Your objective: I would like every line of the records below that contains the word "paved" copied.

Records:
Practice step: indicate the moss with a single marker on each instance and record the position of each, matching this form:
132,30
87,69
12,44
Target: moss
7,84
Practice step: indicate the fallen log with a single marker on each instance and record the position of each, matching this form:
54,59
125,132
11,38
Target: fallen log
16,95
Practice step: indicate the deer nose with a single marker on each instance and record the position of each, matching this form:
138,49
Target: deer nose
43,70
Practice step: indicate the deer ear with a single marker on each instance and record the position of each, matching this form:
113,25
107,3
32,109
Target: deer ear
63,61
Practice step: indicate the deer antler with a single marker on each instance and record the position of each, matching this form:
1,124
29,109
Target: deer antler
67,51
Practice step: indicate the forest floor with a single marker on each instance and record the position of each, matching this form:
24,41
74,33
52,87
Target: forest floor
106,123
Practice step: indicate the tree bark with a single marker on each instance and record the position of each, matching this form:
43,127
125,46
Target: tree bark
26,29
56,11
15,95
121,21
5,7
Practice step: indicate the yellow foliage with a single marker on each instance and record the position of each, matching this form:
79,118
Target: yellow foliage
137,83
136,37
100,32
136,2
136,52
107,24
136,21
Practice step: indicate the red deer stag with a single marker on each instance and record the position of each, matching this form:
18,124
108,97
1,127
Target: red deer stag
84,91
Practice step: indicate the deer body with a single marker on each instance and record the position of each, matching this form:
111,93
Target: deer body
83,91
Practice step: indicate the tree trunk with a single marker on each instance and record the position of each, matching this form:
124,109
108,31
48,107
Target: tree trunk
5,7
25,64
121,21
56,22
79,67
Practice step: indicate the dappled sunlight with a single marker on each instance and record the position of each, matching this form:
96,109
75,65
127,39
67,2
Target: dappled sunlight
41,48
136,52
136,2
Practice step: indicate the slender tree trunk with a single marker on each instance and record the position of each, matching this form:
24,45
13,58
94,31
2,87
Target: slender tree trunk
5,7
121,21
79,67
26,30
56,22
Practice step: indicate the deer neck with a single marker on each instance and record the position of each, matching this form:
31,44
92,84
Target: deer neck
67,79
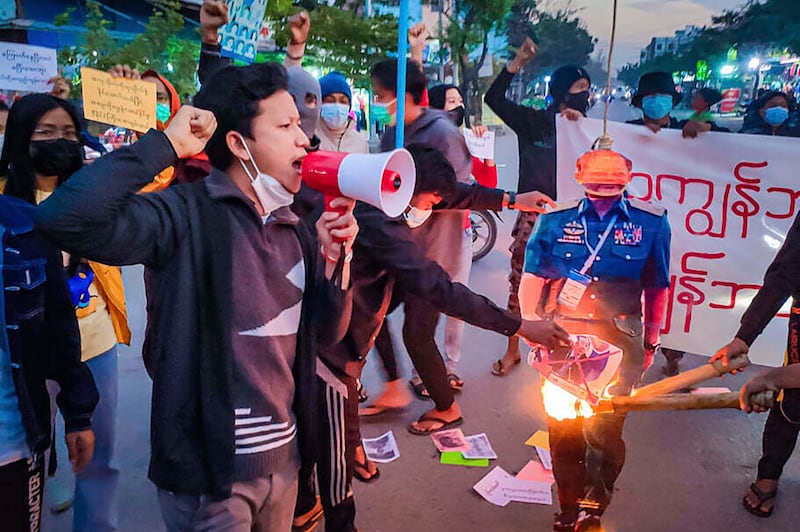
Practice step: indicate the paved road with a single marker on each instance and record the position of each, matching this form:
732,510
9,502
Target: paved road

Answer to the exercise:
Practice step: indicate the paved road with a single marker on each instance and record the position of each, matching this form:
Target: paved road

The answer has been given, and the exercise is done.